*TASK*: The word "distant" marks the lines you need; copy each of them from the data.

*MATERIAL FOR THIS EXERCISE*:
►

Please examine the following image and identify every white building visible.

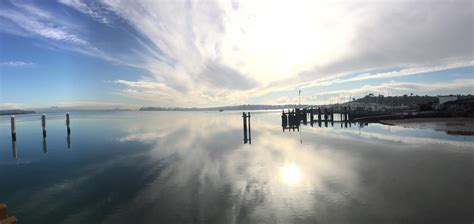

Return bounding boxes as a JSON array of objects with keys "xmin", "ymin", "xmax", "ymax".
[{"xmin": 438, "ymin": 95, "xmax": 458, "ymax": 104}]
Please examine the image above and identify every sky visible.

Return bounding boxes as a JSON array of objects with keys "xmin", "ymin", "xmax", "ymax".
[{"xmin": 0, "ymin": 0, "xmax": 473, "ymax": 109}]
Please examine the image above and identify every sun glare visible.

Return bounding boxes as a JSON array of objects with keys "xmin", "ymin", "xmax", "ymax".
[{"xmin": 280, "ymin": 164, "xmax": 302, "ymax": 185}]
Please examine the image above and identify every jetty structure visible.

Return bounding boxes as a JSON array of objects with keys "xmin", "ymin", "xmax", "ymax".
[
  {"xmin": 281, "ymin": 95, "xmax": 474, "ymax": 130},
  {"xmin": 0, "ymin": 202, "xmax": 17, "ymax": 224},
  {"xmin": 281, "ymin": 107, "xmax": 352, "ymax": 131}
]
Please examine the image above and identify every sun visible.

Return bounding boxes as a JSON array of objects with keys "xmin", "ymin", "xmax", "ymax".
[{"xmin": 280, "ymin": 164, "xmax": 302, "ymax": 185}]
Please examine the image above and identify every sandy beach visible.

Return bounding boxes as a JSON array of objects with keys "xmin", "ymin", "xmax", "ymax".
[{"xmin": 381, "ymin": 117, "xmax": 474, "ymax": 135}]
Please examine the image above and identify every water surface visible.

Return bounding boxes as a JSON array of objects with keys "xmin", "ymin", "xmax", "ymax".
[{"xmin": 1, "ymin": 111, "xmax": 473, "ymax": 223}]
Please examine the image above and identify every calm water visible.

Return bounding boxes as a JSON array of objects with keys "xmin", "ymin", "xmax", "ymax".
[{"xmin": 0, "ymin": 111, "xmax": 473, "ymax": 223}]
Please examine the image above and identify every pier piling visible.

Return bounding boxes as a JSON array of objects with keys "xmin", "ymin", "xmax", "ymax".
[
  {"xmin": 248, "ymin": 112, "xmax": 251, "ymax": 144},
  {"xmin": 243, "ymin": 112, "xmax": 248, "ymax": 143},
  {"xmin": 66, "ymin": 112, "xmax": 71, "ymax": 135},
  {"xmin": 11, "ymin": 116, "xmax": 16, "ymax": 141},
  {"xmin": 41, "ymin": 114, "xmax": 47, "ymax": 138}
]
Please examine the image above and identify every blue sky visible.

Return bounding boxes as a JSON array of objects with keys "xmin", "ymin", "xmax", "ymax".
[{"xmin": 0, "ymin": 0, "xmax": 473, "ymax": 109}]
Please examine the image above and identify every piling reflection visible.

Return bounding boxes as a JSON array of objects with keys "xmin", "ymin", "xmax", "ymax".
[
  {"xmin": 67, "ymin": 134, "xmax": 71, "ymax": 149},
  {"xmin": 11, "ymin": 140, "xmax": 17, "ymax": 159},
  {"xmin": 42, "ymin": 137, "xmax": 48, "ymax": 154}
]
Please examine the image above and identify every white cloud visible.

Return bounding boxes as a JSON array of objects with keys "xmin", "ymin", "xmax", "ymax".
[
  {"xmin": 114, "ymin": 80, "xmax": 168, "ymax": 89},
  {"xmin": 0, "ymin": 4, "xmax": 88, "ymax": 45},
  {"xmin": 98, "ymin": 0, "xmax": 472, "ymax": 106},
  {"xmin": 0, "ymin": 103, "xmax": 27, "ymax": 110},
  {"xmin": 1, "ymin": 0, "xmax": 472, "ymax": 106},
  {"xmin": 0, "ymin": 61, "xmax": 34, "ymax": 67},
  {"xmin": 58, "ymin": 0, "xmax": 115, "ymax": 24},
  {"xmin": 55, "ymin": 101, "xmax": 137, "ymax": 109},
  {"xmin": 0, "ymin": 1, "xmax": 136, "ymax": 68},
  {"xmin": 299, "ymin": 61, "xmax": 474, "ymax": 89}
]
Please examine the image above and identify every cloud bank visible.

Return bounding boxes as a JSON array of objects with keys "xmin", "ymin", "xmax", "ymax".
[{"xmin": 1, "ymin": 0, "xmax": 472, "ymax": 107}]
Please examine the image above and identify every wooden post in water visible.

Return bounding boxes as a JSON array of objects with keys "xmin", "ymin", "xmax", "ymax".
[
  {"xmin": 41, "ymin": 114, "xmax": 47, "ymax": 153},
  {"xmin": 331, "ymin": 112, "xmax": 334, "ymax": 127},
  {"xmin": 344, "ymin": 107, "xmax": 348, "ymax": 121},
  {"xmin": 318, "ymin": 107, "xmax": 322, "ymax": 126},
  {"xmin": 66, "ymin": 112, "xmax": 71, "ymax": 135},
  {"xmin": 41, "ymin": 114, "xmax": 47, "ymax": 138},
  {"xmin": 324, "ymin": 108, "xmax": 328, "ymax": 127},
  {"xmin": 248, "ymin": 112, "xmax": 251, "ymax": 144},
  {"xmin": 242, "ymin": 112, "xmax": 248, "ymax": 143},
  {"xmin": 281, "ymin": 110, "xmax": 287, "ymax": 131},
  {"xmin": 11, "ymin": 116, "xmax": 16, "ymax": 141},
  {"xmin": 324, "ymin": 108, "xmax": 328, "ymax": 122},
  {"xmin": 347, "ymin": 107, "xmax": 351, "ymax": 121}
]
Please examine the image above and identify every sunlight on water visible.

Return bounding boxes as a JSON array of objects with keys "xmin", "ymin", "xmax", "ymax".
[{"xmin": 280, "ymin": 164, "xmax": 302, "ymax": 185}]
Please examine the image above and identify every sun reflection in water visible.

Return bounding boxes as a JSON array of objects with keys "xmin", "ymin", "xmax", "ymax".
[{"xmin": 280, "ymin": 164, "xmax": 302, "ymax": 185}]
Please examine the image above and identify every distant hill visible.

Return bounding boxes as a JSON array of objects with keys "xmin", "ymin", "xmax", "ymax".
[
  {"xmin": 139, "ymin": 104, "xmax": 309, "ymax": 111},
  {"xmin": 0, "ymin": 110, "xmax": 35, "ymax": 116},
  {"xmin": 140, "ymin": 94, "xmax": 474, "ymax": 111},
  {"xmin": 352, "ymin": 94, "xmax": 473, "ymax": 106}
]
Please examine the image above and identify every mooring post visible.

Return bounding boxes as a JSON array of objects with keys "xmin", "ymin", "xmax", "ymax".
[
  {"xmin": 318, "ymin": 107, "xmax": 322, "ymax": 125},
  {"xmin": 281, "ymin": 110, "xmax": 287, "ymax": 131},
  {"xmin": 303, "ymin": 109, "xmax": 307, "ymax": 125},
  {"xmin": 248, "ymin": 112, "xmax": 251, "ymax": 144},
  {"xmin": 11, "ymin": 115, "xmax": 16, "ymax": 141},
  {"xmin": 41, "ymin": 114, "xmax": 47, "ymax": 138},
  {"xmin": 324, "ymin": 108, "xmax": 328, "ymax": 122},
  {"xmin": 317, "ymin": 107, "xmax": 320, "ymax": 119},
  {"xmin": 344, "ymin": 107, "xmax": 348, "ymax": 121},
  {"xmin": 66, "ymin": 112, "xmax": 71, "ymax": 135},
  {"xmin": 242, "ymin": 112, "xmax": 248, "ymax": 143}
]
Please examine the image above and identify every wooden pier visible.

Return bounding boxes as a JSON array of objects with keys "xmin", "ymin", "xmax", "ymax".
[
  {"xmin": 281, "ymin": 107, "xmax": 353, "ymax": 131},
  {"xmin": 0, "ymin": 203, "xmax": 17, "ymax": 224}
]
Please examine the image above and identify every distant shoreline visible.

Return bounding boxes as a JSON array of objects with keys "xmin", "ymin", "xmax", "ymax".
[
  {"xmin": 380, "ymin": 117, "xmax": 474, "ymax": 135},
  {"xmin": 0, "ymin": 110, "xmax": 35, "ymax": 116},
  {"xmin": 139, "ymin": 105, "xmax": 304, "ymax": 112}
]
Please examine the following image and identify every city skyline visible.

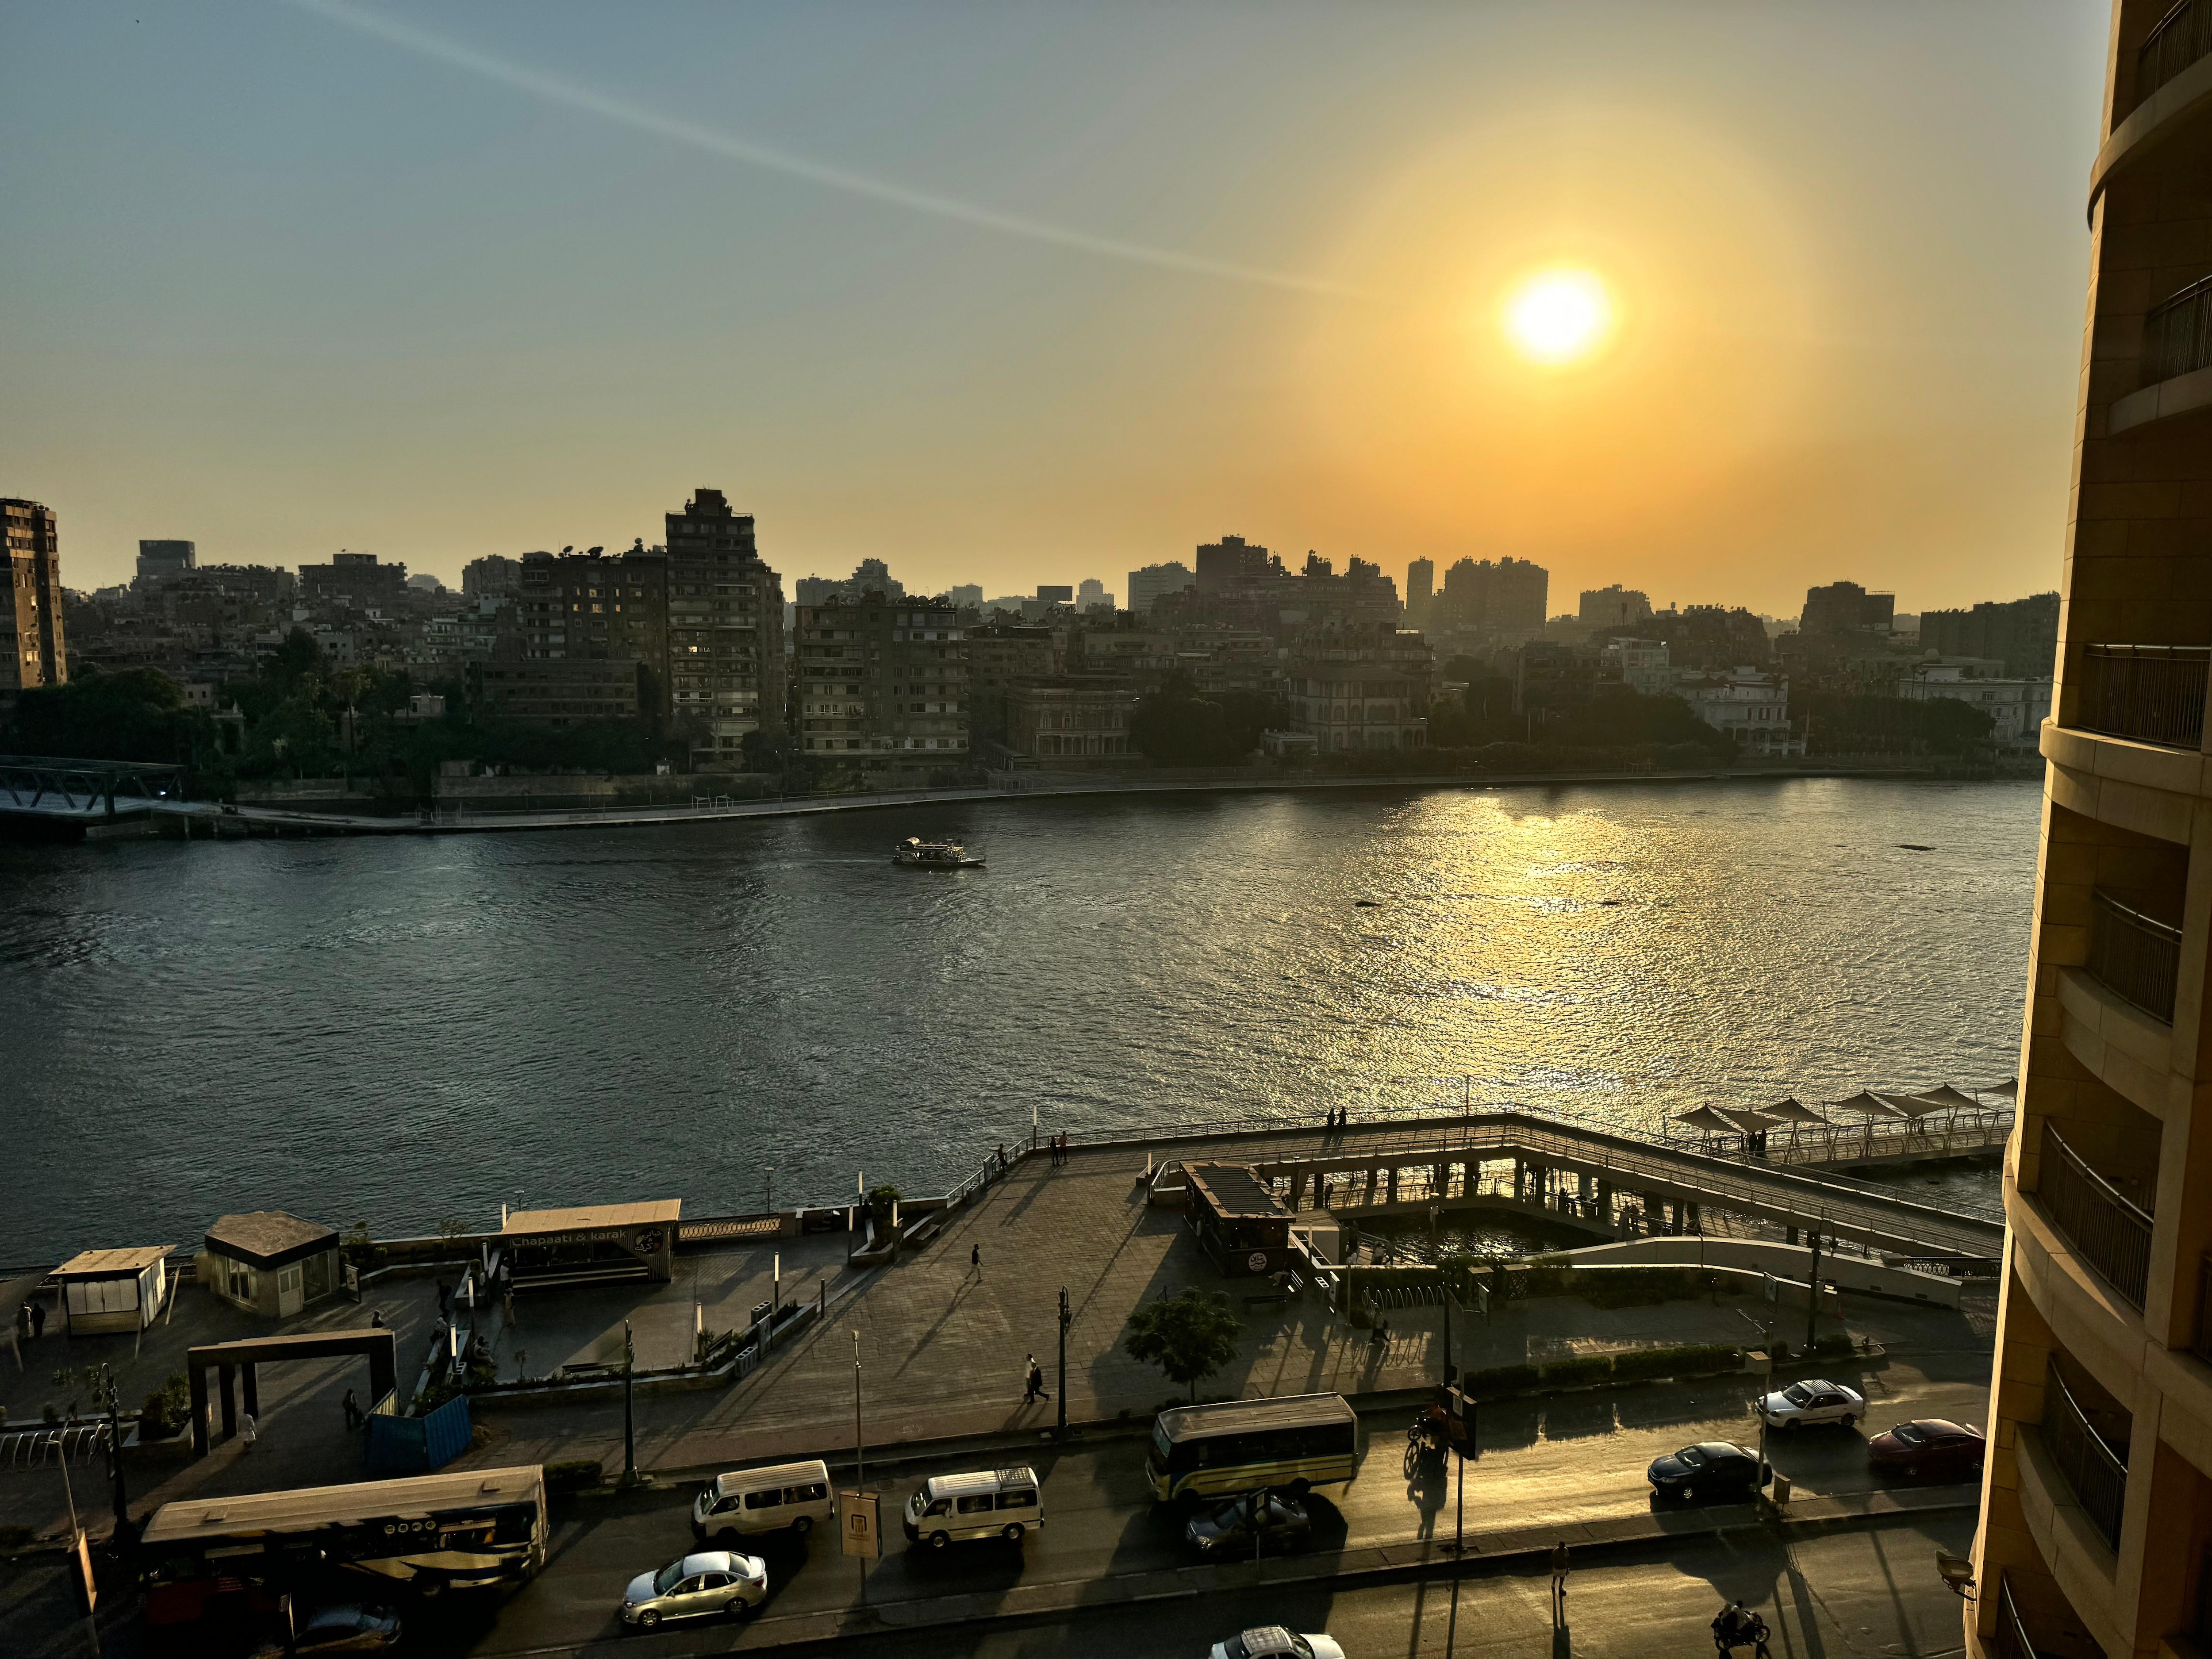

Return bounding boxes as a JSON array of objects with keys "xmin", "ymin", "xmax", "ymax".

◄

*WRITTEN SOLUTION*:
Please examine the image above and identify every distant hill visible.
Please examine the image above and identify every distant shoreline visible.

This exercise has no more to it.